═══ Page excerpt ═══
Nick Cage is in a rut. He’s having trouble getting acting work, he’s haunted by his younger self (Nicky), his relationship with his ex-wife and daughter isn’t the best, he’s struggling financially, and he’s pondering retirement. In need of money, Cage accepts a 1 million dollar invitation to meet super fan/millionaire Javi in Majorca for the man’s birthday. Cage isn’t thrilled with the prospect of this situation at first, but surprisingly he and Javi develop a bromance. Things go south, however, when 2 CIA agents confront Cage and tell him Javi is suspected of being an arms dealer and a kidnapper. Cage decides to be a hero and help the CIA by investigating Javi. Cage soon discovers there’s much more going on than meets the eye. Can Cage save the day, redeem himself, and repair his life or is he in over his head?

Directed by Tom Gormican and written by Gormican and Kevin Etten, “The Unbearable Weight Of Massive Talent” is a clever meta film in which Nicolas Cage plays an exaggerated version of himself (well, he plays 3 characters technically). The general plot is admittedly nothing special, but Gormican and Etten subvert the story by mixing in multiple genres such as an indie drama, a spy-thriller, an action spectacle, and a buddy comedy all rolled into one. In many ways, it represents Cage’s entire diverse filmography (not to mention the whole life imitating art aspect). Under less capable hands, this concept could have failed spectacularly, but thankfully the project works. It’s a refreshing gamble in the modern cinematic world, but more importantly, it’s a fun and original story that pays homage to a movie star and action films of yesteryear. Plus, it’s worth the price of admission just for those “Paddington 2” jokes.
═══ Information provided ═══
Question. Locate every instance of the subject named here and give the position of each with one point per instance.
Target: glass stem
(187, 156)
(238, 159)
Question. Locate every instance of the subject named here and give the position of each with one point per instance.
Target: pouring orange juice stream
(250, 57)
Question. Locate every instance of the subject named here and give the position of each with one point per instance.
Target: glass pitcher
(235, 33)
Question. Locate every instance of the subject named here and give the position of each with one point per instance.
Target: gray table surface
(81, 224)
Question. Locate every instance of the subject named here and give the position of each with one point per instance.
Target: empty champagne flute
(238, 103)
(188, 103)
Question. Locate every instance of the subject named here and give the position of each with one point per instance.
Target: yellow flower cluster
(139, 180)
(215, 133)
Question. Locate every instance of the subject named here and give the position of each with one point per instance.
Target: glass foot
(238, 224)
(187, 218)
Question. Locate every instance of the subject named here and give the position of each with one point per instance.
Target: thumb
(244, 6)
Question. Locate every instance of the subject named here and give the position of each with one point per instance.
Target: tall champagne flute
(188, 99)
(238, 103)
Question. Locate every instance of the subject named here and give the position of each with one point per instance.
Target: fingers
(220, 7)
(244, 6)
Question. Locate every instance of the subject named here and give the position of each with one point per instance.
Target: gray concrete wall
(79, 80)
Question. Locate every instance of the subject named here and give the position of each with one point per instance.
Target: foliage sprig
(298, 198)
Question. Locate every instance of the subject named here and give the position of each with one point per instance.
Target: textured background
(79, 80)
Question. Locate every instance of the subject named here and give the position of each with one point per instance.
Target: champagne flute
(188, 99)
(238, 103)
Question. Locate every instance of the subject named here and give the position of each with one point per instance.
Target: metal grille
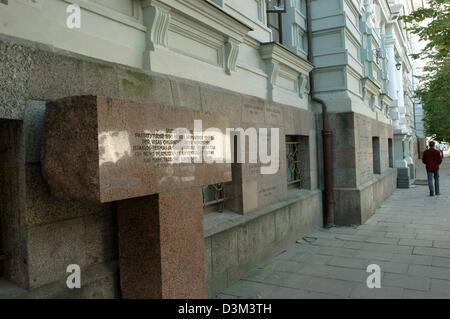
(213, 197)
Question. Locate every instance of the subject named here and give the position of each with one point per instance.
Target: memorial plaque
(101, 149)
(153, 160)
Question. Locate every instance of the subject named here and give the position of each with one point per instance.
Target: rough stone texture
(162, 246)
(32, 74)
(358, 190)
(97, 282)
(237, 244)
(51, 74)
(16, 63)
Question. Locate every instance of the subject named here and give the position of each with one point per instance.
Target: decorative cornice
(211, 15)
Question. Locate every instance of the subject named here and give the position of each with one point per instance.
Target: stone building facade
(244, 59)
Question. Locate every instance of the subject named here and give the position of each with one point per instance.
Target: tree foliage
(434, 89)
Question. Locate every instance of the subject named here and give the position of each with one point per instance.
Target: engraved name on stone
(172, 147)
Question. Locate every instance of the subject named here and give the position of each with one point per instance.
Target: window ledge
(215, 223)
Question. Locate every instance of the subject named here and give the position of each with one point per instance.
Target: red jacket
(432, 159)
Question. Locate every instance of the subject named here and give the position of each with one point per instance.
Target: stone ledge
(92, 286)
(215, 223)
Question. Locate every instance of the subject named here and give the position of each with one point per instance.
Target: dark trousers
(436, 182)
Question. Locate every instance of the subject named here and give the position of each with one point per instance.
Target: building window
(293, 161)
(376, 155)
(213, 198)
(391, 155)
(275, 9)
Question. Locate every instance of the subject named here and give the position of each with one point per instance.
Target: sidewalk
(408, 237)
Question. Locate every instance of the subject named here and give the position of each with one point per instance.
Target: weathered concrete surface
(408, 237)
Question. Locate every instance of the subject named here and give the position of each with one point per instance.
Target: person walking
(432, 159)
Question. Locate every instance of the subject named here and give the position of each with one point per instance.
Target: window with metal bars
(213, 198)
(275, 9)
(293, 161)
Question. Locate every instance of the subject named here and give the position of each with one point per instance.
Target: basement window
(275, 9)
(293, 161)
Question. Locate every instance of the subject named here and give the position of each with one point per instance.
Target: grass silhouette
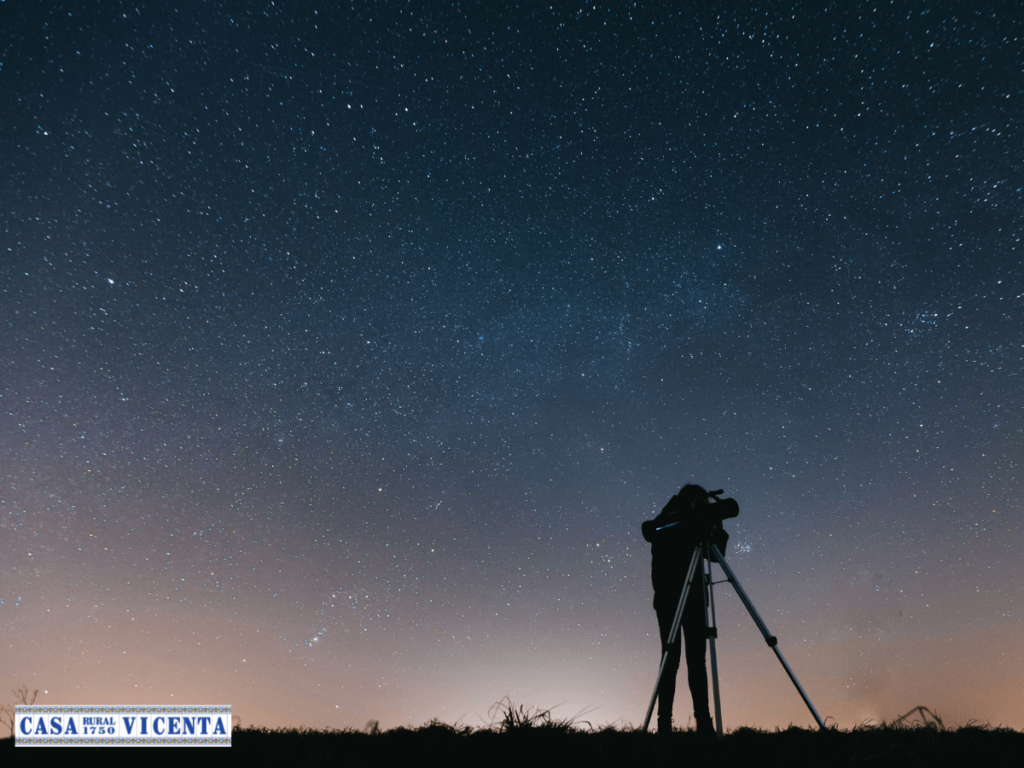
(519, 733)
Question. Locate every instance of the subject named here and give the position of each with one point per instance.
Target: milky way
(345, 350)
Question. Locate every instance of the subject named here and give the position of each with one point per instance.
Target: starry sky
(345, 347)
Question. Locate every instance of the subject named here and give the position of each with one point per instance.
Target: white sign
(122, 726)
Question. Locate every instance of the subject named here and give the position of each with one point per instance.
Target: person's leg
(694, 632)
(667, 688)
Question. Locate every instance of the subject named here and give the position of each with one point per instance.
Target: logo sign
(122, 726)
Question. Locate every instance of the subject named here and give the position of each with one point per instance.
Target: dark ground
(883, 745)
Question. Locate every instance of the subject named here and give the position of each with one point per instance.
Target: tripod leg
(712, 635)
(769, 638)
(675, 630)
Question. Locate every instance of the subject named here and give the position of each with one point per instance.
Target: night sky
(345, 348)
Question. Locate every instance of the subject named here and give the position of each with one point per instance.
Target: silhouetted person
(689, 518)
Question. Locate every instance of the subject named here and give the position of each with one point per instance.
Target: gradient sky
(345, 348)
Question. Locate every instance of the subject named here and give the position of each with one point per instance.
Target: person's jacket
(673, 536)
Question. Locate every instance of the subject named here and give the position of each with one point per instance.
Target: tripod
(702, 554)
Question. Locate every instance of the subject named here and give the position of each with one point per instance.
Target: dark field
(881, 745)
(551, 742)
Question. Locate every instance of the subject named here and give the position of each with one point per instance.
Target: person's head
(690, 496)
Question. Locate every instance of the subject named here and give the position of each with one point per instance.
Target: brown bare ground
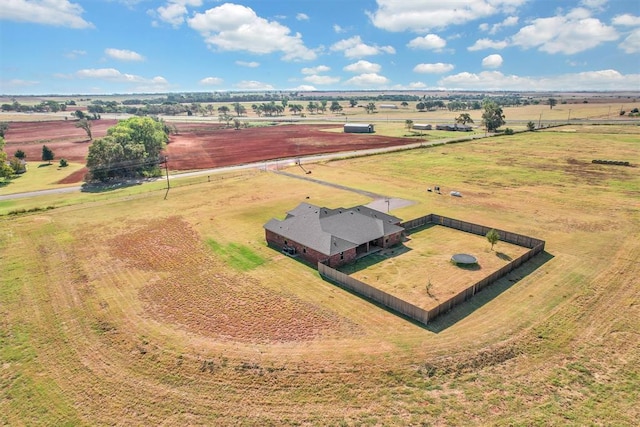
(196, 296)
(197, 145)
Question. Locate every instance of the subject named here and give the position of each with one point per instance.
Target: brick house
(333, 236)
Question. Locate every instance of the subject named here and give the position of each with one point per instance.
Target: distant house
(358, 128)
(455, 127)
(333, 236)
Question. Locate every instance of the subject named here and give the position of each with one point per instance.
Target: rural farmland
(137, 306)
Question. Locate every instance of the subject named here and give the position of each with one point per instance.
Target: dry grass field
(136, 310)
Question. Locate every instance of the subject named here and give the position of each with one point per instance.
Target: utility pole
(166, 168)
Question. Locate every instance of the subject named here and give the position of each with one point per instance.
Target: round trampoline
(464, 259)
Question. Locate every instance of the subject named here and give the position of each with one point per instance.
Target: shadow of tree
(488, 294)
(503, 256)
(105, 187)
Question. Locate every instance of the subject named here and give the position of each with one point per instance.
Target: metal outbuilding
(358, 128)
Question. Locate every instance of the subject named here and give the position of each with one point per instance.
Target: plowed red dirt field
(200, 145)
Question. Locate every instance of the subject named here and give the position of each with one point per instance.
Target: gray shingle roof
(331, 231)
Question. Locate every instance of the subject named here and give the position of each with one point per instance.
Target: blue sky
(152, 46)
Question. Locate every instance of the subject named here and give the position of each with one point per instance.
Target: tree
(47, 154)
(6, 171)
(17, 165)
(239, 109)
(131, 148)
(86, 125)
(408, 124)
(493, 236)
(225, 117)
(492, 117)
(371, 107)
(464, 118)
(3, 128)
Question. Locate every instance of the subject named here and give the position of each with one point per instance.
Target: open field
(136, 310)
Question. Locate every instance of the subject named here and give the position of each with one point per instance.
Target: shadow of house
(333, 237)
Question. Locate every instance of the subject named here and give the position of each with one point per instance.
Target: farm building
(333, 236)
(455, 127)
(358, 128)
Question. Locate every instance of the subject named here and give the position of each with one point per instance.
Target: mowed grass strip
(560, 345)
(239, 257)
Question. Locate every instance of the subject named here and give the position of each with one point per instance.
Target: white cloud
(175, 11)
(211, 81)
(305, 88)
(233, 27)
(253, 85)
(626, 20)
(123, 54)
(7, 85)
(430, 41)
(321, 80)
(59, 13)
(508, 22)
(249, 64)
(368, 80)
(594, 4)
(487, 44)
(355, 48)
(425, 15)
(492, 61)
(315, 70)
(568, 34)
(363, 67)
(338, 29)
(135, 83)
(632, 43)
(75, 53)
(602, 80)
(437, 68)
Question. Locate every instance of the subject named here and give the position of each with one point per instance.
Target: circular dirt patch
(464, 259)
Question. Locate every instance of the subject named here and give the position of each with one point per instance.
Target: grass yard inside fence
(420, 271)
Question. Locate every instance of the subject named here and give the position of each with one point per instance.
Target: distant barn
(358, 128)
(455, 127)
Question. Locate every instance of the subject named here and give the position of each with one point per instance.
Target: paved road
(264, 165)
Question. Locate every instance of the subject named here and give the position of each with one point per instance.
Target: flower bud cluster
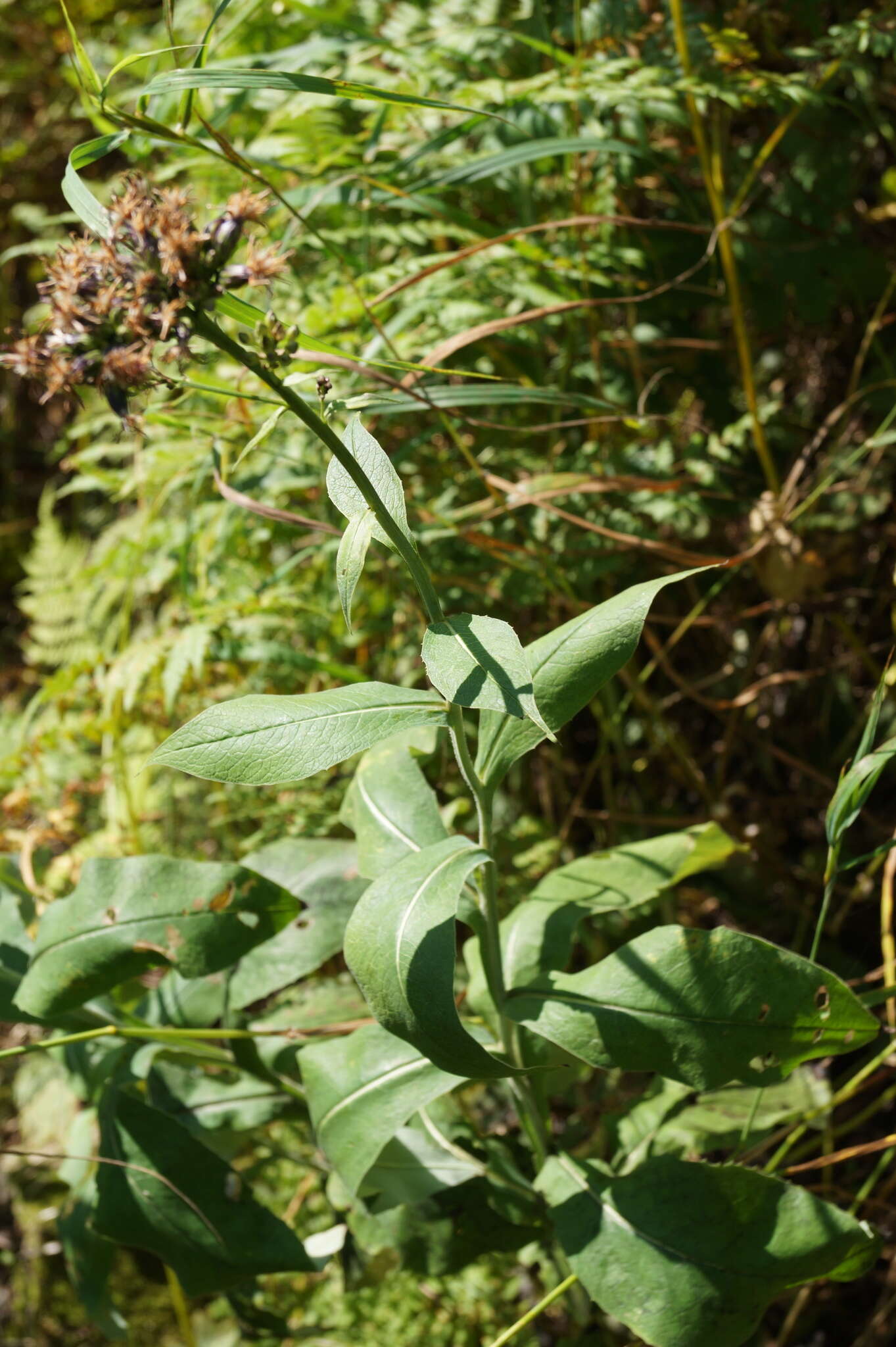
(113, 303)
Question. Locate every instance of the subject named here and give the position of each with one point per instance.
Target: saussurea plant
(397, 1091)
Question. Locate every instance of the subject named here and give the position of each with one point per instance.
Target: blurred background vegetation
(665, 333)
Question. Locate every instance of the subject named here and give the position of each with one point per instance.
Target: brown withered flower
(113, 302)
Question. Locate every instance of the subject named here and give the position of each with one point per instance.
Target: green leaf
(853, 790)
(538, 933)
(179, 1200)
(135, 914)
(400, 946)
(383, 476)
(700, 1006)
(232, 77)
(690, 1254)
(568, 667)
(89, 1264)
(361, 1090)
(264, 740)
(205, 1102)
(80, 197)
(413, 1167)
(323, 875)
(390, 808)
(479, 662)
(89, 77)
(350, 558)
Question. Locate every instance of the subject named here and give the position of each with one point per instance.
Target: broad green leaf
(350, 558)
(323, 875)
(700, 1006)
(89, 1263)
(264, 740)
(568, 667)
(384, 479)
(135, 914)
(361, 1090)
(179, 1200)
(690, 1254)
(80, 197)
(726, 1118)
(479, 662)
(205, 1102)
(232, 77)
(390, 808)
(538, 933)
(413, 1167)
(853, 790)
(400, 946)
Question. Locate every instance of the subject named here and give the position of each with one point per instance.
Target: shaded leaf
(568, 667)
(700, 1006)
(361, 1090)
(478, 662)
(135, 914)
(690, 1254)
(384, 479)
(390, 808)
(267, 739)
(200, 1221)
(400, 946)
(350, 558)
(323, 875)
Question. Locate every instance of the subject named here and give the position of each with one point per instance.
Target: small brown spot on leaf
(222, 900)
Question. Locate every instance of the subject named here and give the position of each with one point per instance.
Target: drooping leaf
(700, 1006)
(387, 483)
(137, 912)
(674, 1252)
(89, 1263)
(478, 662)
(323, 875)
(413, 1167)
(233, 77)
(205, 1102)
(267, 739)
(390, 808)
(350, 558)
(80, 197)
(538, 934)
(400, 946)
(179, 1200)
(361, 1090)
(568, 667)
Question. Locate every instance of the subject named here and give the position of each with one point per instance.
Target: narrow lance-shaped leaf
═══
Instructions
1. Answer these questions from the film review:
(a) How much money is Cage offered to come to Majorca for Javi's birthday?
(b) Who directed "The Unbearable Weight Of Massive Talent"?
(c) What do the two CIA agents tell Cage that Javi is suspected of being?
2. Carry on the review of "The Unbearable Weight Of Massive Talent," picking up after its last sentence.

Outputs for the tasks
1.
(a) 1 million dollars.
(b) Tom Gormican.
(c) An arms dealer and a kidnapper.

2.
The cast is stacked with talented folks like Tiffany Haddish, Neil Patrick Harris, David Gordon Green, Demi Moore, Sharon Horgan, Ike Barinholtz, Alessandra Mastronardi, but this is very much Nicolas Cage and Pedro Pascal’s movie. Cage is having a blast here as he playfully mocks himselfs and his acting choices all while creating new character versions of himself (that must have been wild to perform). As good as Cage is though, it’s Pascal that steals this movie. Not only does he have real chemistry with Cage, but Pascal often has the best comedic moments. We can only hope that Cage and Pascal will be in more movies together in the future. 


Presentation: 2.39:1 2160p. How does it look? This is a nice bright pristine print.

Audio Track: Dolby Atmos. How does it sound? As per usual, Atmos delivers the goods (especially during action scenes).

* Blu-ray copy
* Digital copy
* Commentary by Tom Gormican and Kevin Etten.
* 2 deleted scenes with optional commentary by Tom Gormican and Kevin Etten. The Caligari sequence is interesting to be sure.
* A nearly 16 minute South By Southwest Film Festival Q&A with cast and crew members.
* “Cages 5 And Up”- A montage of various children reenacting Nicolas Cage movie scenes.
* “Second Act Action”- A look at the action scenes.
* “Nick, Nicky And Sergio” is all about the 3 characters Nicolas Cage plays in this movie.
* “Everybody Needs A Javi” explores the characters (and dynamic) between Javi and Nick Cage.
* “Glimmers Of A Bygone Era” looks at the genres within this movie and Cage’s personas.
* “The Mind”- A general featurette about the movie and how it came about.